* _Activity_
An exact copy of every record below is needed, with all pictures removed.

* _Source data_
========================

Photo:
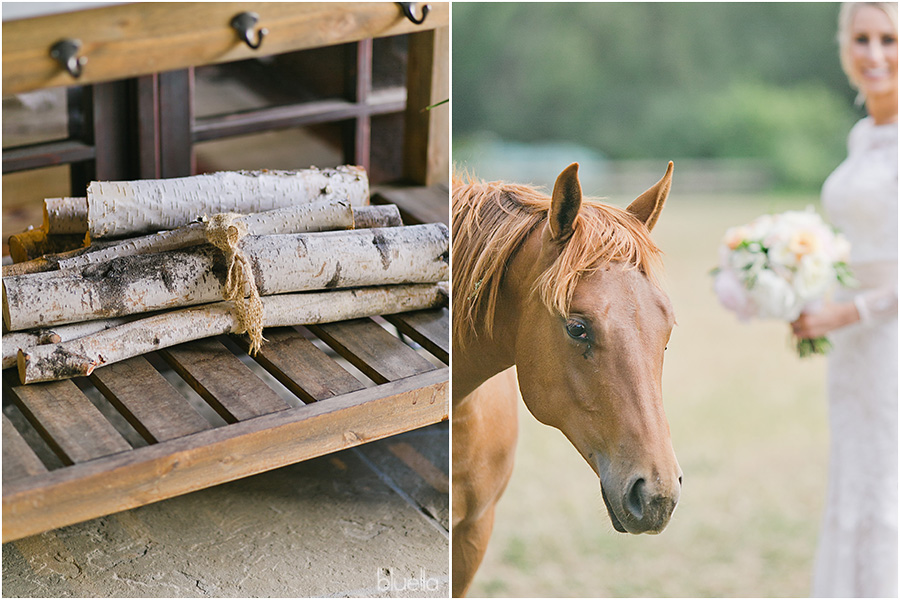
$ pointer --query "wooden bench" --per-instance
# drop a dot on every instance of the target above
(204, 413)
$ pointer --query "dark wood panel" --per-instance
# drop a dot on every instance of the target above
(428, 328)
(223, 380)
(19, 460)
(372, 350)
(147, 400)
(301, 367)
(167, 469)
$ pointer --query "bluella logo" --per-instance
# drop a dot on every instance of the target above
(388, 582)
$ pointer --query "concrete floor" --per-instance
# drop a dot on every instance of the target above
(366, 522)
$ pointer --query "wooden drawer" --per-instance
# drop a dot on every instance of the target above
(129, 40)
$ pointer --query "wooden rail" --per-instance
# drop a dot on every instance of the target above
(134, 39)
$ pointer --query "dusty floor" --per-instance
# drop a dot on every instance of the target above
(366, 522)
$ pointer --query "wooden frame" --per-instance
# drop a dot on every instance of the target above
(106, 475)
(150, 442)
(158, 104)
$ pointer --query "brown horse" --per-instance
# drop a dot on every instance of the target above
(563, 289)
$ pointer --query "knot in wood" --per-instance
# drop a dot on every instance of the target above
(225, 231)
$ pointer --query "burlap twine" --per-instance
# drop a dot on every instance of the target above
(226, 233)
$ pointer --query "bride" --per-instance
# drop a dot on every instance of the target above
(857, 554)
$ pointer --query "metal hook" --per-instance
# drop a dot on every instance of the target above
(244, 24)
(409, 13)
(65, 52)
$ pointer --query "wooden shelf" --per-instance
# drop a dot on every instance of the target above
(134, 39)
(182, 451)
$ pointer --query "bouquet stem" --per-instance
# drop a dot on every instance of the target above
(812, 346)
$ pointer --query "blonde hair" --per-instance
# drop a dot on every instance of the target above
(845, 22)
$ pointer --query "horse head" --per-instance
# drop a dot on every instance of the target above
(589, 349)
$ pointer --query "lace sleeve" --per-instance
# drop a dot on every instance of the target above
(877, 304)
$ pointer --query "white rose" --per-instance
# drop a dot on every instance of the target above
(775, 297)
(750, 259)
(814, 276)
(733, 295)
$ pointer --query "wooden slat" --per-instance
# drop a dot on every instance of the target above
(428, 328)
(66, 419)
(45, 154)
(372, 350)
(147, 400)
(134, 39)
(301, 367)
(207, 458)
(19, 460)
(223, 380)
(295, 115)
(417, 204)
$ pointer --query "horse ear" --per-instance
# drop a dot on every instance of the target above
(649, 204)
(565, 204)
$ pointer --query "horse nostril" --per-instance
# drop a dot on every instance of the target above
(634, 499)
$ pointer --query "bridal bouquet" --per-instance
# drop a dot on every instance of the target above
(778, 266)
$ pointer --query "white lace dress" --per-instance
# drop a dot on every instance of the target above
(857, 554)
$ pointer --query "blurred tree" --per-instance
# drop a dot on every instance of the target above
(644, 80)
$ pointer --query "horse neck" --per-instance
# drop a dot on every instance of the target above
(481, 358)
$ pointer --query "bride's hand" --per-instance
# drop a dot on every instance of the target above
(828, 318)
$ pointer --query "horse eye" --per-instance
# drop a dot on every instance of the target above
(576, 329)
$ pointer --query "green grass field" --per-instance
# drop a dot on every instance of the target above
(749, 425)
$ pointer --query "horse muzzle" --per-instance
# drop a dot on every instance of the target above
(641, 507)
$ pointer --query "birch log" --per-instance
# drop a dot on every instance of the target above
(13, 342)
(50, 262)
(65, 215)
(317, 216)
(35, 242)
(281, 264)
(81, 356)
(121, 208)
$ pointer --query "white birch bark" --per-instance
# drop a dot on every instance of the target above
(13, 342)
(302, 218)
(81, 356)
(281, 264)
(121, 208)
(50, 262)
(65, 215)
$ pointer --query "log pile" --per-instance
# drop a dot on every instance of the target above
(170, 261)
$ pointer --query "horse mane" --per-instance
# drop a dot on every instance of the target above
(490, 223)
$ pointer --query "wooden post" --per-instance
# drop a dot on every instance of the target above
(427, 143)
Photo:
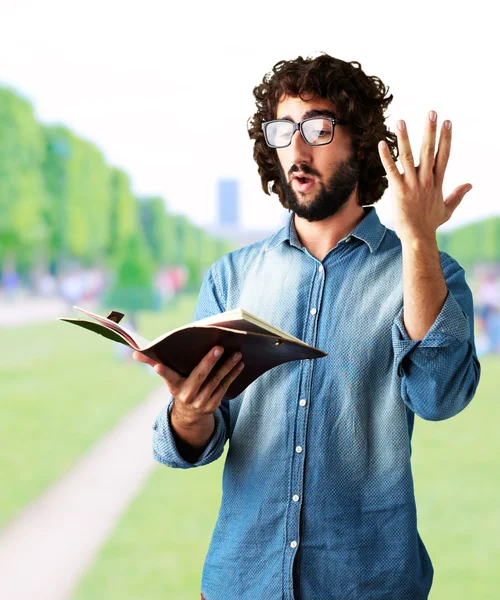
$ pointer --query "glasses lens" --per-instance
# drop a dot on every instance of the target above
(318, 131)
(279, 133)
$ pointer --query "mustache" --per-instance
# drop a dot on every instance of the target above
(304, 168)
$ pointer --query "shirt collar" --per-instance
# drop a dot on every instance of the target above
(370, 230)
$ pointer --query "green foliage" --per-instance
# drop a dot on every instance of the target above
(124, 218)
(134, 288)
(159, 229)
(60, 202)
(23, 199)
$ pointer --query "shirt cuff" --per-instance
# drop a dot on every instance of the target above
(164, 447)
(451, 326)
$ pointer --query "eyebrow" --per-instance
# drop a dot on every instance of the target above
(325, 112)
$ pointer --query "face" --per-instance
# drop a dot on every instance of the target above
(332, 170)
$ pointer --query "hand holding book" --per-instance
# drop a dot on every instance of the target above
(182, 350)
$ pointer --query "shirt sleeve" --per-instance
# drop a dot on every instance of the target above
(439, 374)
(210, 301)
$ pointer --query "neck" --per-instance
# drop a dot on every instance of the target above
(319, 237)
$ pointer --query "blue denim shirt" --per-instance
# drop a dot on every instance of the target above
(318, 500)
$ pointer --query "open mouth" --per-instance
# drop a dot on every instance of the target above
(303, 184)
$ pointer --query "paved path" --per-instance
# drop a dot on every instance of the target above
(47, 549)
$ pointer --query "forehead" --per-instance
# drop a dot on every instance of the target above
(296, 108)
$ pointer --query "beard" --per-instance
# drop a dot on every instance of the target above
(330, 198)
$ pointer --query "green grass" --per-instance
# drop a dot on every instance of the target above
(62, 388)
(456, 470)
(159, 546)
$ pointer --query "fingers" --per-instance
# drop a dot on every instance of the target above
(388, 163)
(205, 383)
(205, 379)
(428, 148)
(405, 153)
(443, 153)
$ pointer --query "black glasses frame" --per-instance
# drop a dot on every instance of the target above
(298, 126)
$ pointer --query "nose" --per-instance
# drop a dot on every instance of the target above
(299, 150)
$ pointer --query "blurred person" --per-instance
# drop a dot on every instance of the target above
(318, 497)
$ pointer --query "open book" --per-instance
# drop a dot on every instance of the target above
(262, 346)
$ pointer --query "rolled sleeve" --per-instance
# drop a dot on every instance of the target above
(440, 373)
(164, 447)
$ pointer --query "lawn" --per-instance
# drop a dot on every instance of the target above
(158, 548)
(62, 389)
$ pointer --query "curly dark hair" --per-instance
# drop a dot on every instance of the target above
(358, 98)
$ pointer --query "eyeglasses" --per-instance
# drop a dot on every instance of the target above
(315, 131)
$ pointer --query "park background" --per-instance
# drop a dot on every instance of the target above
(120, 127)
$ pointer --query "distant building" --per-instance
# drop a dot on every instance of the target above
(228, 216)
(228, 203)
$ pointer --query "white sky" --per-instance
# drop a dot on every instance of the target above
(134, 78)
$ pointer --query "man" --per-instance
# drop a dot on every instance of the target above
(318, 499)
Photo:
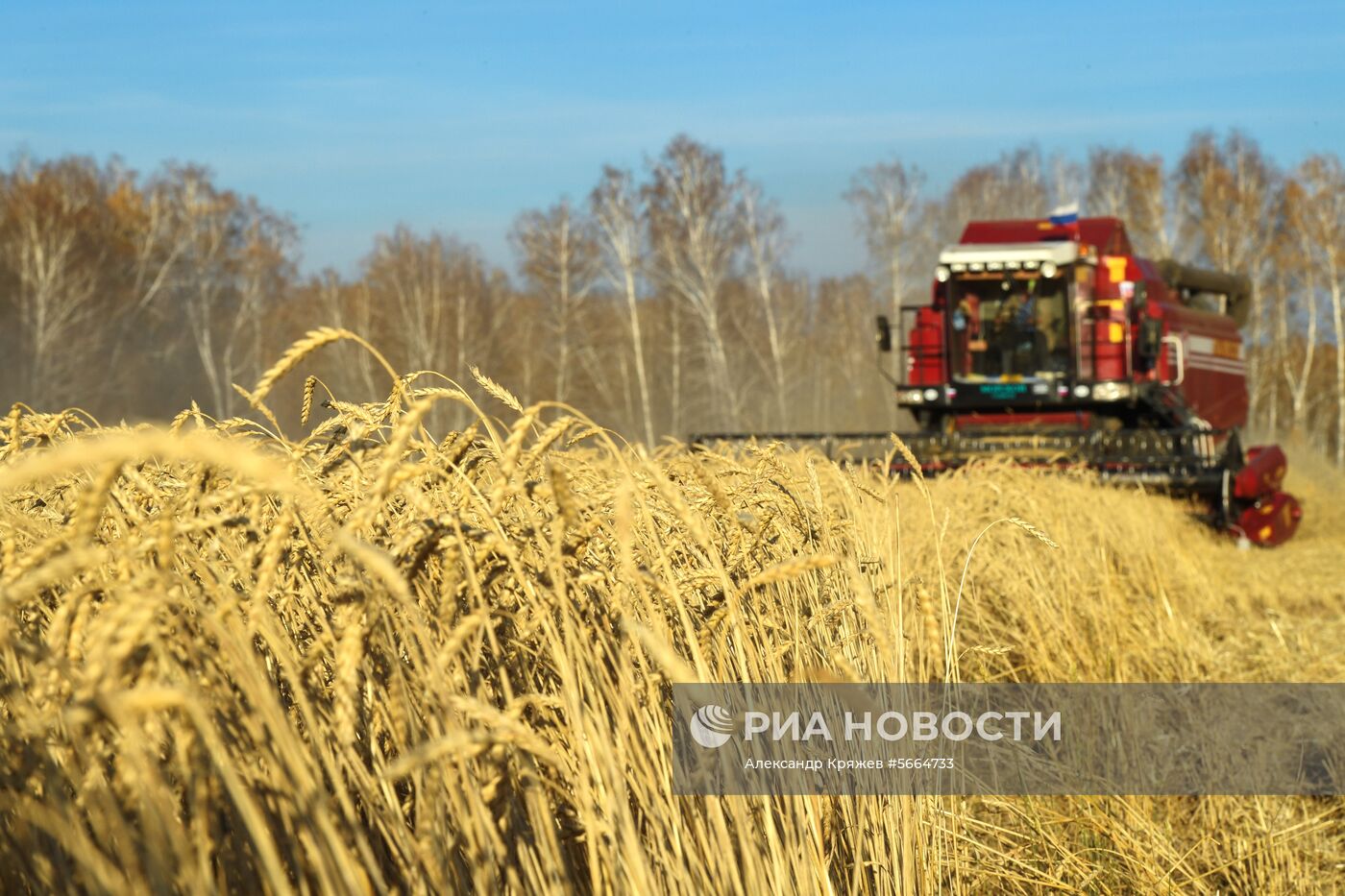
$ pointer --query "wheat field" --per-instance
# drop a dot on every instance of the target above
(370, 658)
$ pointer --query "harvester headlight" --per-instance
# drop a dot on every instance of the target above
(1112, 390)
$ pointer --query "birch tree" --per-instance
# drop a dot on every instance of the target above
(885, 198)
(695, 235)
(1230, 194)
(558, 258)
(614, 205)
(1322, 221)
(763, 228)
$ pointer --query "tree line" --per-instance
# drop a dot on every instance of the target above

========================

* _Response to the exercise_
Photo:
$ pointer --query "wooden bench" --per-instance
# drop a dot on every instance of the target above
(204, 413)
$ pointer --query "dark wood panel" --per-instance
# drop a dot on every instance of the target above
(428, 328)
(223, 380)
(19, 460)
(372, 350)
(147, 400)
(301, 367)
(167, 469)
$ pointer --query "bluella logo" --per-instance
# drop a dot on every instance of the target above
(388, 582)
$ pointer --query "concrete floor" --per-instance
# drop a dot on every instance of the target above
(366, 522)
$ pointer --query "wooden drawer" --per-instance
# drop a dot on every instance of the target above
(129, 40)
$ pointer --query "wooden rail" --per-instance
# drop a dot on every instance of the target above
(134, 39)
$ pointer --query "dusty floor" --per-instance
# drop a dot on every instance of the target above
(366, 522)
$ pointer --query "wooden frame" --per-instance
# drop a dot on every instance of the target above
(106, 475)
(150, 442)
(158, 104)
$ pointer --query "brown horse" --per-instance
# drop a dot on every instance of the target above
(563, 289)
$ pointer --query "knot in wood" --per-instance
# drop a dot on every instance of the target above
(225, 231)
$ pointer --query "burlap twine" --per-instance
# drop a dot on every instance of the target above
(226, 233)
$ pointer --query "bride" --per-instance
# drop a dot on every instance of the target above
(857, 554)
$ pointer --query "metal hook" --per-instance
# drop a dot on every instance of the target above
(244, 24)
(409, 13)
(65, 52)
$ pointer --query "wooden shelf" --per-instance
# drop a dot on every instance of the target above
(134, 39)
(182, 451)
$ pointer --query "bouquet stem" --per-instance
# drop a dot on every instance of the target above
(812, 346)
$ pointer --query "blonde hair" --per-instance
# drop a dot on every instance of the target above
(845, 22)
$ pointer --query "horse head" --per-instance
# drop a dot on every instance of the target above
(589, 349)
$ pointer --query "lace sleeve" --per-instance
# drop a dot on every instance of the target above
(877, 304)
$ pointer --query "white rose" --per-instance
# drop a dot on every instance of the target above
(775, 297)
(750, 259)
(814, 276)
(733, 295)
$ pointer --query "wooden slat" --per-instance
# drop a dot on every instance of the target above
(428, 328)
(66, 419)
(45, 154)
(372, 350)
(147, 400)
(134, 39)
(301, 367)
(207, 458)
(19, 460)
(223, 380)
(295, 115)
(417, 204)
$ pointer --query "horse ear" --per-instance
# drop a dot on every instance of the target above
(649, 204)
(565, 204)
$ pointer --query "horse nostril" --per-instance
# drop a dot on every instance of the target above
(634, 499)
$ pointer --query "bridal bouquet" --per-instance
# drop a dot on every instance of the target above
(778, 266)
$ pointer --query "white lace dress" --per-instance
# drop a dot on every instance of the target above
(857, 554)
$ pointer --query "blurred tree" --per-instance
# drop a dot on every instance of the target above
(644, 80)
$ pointer --query "horse neck" --per-instance
# drop a dot on every instance of the target above
(481, 358)
$ pointer --query "bride's hand" --per-instance
# drop a dot on every instance of the target above
(828, 318)
$ pointer --query "horse eye" --per-instance
# drop a dot on every instance of the target above
(576, 329)
$ pointer --query "green grass field" --per-instance
# drop a dot on every instance of the target above
(749, 425)
$ pointer --query "horse muzzle" --per-instance
# drop a dot on every instance of the target above
(641, 507)
$ pointer --query "birch log" --per-instance
# drop a dot on every instance of the target above
(13, 342)
(50, 262)
(65, 215)
(317, 216)
(35, 242)
(281, 264)
(81, 356)
(121, 208)
$ pointer --query "white birch bark" --per-instance
# drop a dot on every instance of the target above
(13, 342)
(302, 218)
(81, 356)
(281, 264)
(121, 208)
(50, 262)
(65, 215)
$ pointer --query "log pile" --per-instance
# drop a dot on every instance of the target above
(170, 261)
$ pointer --query "horse mane" --per-instance
# drop a dot on every instance of the target above
(490, 223)
$ pointer --query "wooden post" --per-instance
# drop a dot on every instance of the target above
(427, 143)
Photo:
$ pointer --query "glasses lens" --per-instance
# drop a dot on every instance of the target above
(318, 131)
(279, 133)
$ pointer --query "mustache" --per-instance
# drop a dot on every instance of the target above
(304, 168)
$ pointer --query "shirt collar" --per-instance
# drop a dot on every instance of the target above
(370, 230)
$ pointer --query "green foliage" --per-instance
# drop a dot on every instance of the target above
(124, 218)
(134, 288)
(159, 229)
(60, 202)
(23, 199)
$ pointer --query "shirt cuff" --per-instance
# drop a dot on every instance of the target above
(164, 447)
(451, 326)
$ pointer --query "eyebrow" --per-instance
# drop a dot on every instance of the target above
(325, 112)
$ pointer --query "face" --per-instance
# drop a dot on every instance of the target above
(332, 170)
$ pointer --query "hand holding book" --per-instance
# drop a dot on every instance of the target above
(182, 350)
$ pointer --query "shirt sleeve" --per-instance
# drop a dot on every instance of the target above
(439, 374)
(210, 301)
$ pointer --query "neck" --per-instance
# drop a dot on every instance of the target above
(319, 237)
$ pointer --query "blue denim shirt" --per-instance
# drop a dot on every instance of the target above
(318, 500)
$ pointer --query "open mouth" --per-instance
# drop a dot on every instance of the target above
(303, 184)
$ pointer --query "paved path" --per-instance
# drop a dot on every instance of the target above
(47, 549)
$ pointer --query "forehead" --per-instance
# drop a dot on every instance of the target above
(296, 108)
$ pointer --query "beard" --per-instance
# drop a dot on every instance of the target above
(330, 198)
$ pointer --query "green grass" --per-instance
# drop a dot on every instance of the target above
(62, 388)
(456, 470)
(159, 546)
$ pointer --query "fingers" --per-instance
# drop a dot on every instance of the target above
(388, 163)
(205, 383)
(205, 379)
(428, 148)
(405, 153)
(443, 153)
$ pointer --query "black glasses frame" --per-instance
# drop a dot on every instance of the target above
(298, 126)
$ pointer --query "nose" --per-instance
# drop a dot on every instance of the target above
(299, 150)
$ pointer --query "blurred person" --per-instance
# drop a dot on every instance of the target above
(318, 497)
$ pointer --query "open book" --per-instance
# drop a dot on every instance of the target above
(262, 346)
$ pointer --query "rolled sleeve" --per-instance
# drop a dot on every instance of the target above
(440, 373)
(164, 447)
$ pointer --query "lawn" --per-instance
# drop a dot on every instance of the target above
(158, 548)
(62, 389)
$ pointer --query "curly dark hair" --per-instance
# drop a dot on every instance of the target above
(358, 98)
$ pointer --query "eyeglasses" --per-instance
# drop a dot on every instance of the target above
(315, 131)
$ pointer --query "park background" --per-instance
# drop a dot on every instance of the target above
(120, 127)
$ pointer --query "distant building" --per-instance
# drop a dot on every instance of the target above
(228, 216)
(228, 203)
$ pointer --query "white sky" --per-instance
# drop a dot on every instance of the target above
(134, 78)
$ pointer --query "man" --per-instance
# drop a dot on every instance of the target above
(318, 499)
Photo:
$ pointer --query "wheat field" --per-instance
# drop a dot on every instance of the target above
(370, 658)
$ pointer --query "harvester headlight" --per-instance
# drop a dot on every instance of the target above
(1112, 390)
$ pointer --query "birch tree" --per-instance
# drop a dot on every instance of the target above
(885, 198)
(695, 235)
(1230, 194)
(558, 258)
(614, 205)
(1322, 221)
(763, 228)
$ pointer --query "tree line" --per-instance
# drop a dot on every instance of the target above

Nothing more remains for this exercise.